Point-annotation data:
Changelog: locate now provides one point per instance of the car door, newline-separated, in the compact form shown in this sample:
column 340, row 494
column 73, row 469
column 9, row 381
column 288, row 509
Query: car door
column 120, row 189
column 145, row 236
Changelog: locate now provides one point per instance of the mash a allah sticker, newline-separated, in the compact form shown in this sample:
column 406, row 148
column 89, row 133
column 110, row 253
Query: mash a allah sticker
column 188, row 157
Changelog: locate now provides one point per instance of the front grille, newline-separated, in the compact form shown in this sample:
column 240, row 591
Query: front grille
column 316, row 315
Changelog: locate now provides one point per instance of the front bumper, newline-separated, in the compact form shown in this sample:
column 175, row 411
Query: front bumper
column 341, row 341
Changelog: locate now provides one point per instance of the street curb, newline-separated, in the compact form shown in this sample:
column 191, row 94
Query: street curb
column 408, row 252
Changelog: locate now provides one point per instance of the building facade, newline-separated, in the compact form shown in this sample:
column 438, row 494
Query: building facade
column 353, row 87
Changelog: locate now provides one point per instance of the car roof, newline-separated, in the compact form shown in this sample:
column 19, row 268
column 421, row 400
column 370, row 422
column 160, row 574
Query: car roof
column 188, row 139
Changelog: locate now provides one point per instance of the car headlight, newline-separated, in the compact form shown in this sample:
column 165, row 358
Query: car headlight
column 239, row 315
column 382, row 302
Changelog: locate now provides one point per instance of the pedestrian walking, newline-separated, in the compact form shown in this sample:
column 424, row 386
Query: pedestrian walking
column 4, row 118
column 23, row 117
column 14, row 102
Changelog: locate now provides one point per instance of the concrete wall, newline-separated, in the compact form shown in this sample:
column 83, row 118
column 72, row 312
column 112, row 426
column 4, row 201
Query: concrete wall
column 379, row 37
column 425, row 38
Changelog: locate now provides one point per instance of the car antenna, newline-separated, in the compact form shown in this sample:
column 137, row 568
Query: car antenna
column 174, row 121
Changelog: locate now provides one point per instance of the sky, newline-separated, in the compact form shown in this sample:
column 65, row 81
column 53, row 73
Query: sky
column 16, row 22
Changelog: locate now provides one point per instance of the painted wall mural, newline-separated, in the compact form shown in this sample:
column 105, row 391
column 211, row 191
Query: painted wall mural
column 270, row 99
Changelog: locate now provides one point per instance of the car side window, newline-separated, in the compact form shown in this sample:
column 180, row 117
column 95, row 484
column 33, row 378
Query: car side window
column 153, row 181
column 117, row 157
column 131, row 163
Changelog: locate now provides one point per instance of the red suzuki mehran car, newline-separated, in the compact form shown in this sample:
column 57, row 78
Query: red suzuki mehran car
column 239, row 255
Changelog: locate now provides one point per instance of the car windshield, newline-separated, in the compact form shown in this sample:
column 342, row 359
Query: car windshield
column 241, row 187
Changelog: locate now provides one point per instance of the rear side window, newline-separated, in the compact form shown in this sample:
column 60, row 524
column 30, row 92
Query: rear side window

• _Work to complete_:
Set down again, unchanged, the lines starting at the one containing "headlight, newline-separated, in" and ending at the one containing "column 425, row 38", both included.

• _Task result_:
Changelog: locate now provides one point per instance of the car headlight, newline-separated, in the compact form shown in this sample:
column 165, row 358
Query: car headlight
column 239, row 315
column 382, row 302
Changelog: locate now provides one point per instance of the pedestrian walking, newline-separated, in the compact form shown in this sample:
column 424, row 386
Query: pedestrian walking
column 4, row 118
column 23, row 117
column 14, row 102
Changelog: locate now provides one point per instance of the concrete wall, newline-separated, in the compact form shown in this sample:
column 83, row 118
column 72, row 312
column 112, row 426
column 4, row 201
Query: concrete wall
column 379, row 37
column 425, row 38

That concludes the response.